Could you reproduce every entry that follows, exactly as shown?

-*-*-

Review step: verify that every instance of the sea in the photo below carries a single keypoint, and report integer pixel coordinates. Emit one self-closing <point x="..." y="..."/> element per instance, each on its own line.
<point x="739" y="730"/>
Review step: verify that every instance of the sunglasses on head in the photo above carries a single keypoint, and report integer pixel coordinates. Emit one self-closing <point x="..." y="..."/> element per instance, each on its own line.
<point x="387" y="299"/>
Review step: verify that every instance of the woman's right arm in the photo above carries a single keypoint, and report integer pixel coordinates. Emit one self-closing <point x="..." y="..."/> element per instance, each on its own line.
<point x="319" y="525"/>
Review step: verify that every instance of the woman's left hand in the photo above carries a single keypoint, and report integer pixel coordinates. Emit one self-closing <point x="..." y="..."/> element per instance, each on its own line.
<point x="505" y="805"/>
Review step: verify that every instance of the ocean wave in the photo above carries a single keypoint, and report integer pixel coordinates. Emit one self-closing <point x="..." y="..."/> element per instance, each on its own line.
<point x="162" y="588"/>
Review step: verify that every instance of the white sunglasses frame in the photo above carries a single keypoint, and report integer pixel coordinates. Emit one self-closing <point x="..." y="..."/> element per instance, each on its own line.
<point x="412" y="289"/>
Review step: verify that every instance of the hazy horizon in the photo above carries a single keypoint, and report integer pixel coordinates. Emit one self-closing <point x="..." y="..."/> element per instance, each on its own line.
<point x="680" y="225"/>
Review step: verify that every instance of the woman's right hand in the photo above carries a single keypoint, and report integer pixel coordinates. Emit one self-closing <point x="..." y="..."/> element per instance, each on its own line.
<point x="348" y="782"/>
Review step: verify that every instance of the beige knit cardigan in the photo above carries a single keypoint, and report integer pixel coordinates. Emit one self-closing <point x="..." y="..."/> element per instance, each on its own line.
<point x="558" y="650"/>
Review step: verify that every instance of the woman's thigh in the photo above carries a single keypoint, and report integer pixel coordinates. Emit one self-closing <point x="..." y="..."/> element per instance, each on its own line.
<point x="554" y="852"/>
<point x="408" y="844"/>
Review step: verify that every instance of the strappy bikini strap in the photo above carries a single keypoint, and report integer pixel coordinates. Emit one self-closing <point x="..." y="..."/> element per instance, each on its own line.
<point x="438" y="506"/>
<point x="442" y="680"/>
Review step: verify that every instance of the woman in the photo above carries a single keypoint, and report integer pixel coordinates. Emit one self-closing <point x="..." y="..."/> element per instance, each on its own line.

-*-*-

# SOLUTION TO THIS TASK
Review step: verify that every instance of the sea in the photo below carries a single keypoint, and report integer pixel coordinates. Emit one self-closing <point x="..." y="..."/> element per instance, each on its own line.
<point x="739" y="730"/>
Review step: verify that every instance of the sunglasses on head in the photo above carries a single keypoint, and report integer pixel coordinates. Emit one self-closing <point x="..." y="..."/> element per instance, each on its own line.
<point x="387" y="299"/>
Review step: verify that every instance of the woman's right arm in the photo above carries a single keypoint, and report integer pixel coordinates. Emit one self-closing <point x="..." y="..."/> element per instance, each on its own line.
<point x="319" y="525"/>
Review step: verify that every instance of the woman's left hand in the photo above carries a single keypoint, and report integer pixel coordinates. Emit one self-closing <point x="..." y="..."/> element per instance, each on its own line.
<point x="505" y="805"/>
Review step: verify that every instance of the ocean wave in the photo above carries a single keypoint, and report integer pixel coordinates. Emit one self-closing <point x="..." y="..."/> element per instance, each on its own line.
<point x="162" y="588"/>
Review step: verify that every instance of the white sunglasses frame in the photo above carries a single keypoint, and report integer pixel coordinates. Emit one self-closing <point x="..." y="..."/> element per instance, each on its own line.
<point x="412" y="289"/>
Review step: verify that every instance of the hazy horizon in the photo above carries a single keypoint, and report integer pixel coordinates. Emit one self-closing <point x="..." y="..."/> element per instance, each on its own line.
<point x="680" y="225"/>
Review step: verify that every instance of the woman's right hand in the photo above carries a single keypoint, and report integer pixel coordinates. Emit one self-closing <point x="..." y="..."/> element per instance, each on its own line.
<point x="348" y="782"/>
Review step: verify that every instance of the beige knit cardigan in the photo above carries a single keypoint, and report integer pixel coordinates. Emit one self-closing <point x="..." y="..."/> element per instance, each on its own line.
<point x="558" y="650"/>
Review step: verify that every instance of the woman's thigh in the photo above carries a single keypoint, and report integer pixel coordinates. Emit one self-closing <point x="..." y="..."/> element per instance, each on its own line.
<point x="554" y="852"/>
<point x="408" y="844"/>
Review step: verify that every instance of the strappy bikini strap in the photo above carries a single keypoint, and report integer pixel coordinates. Emit one self-closing <point x="..." y="..."/> element per instance, each on its own line.
<point x="438" y="506"/>
<point x="442" y="680"/>
Review step: verify that every instance of the woman in the photo above carries a single keypoint, and report integer pixel coordinates. Emit one self-closing <point x="..." y="..."/> element per instance, each on its own line.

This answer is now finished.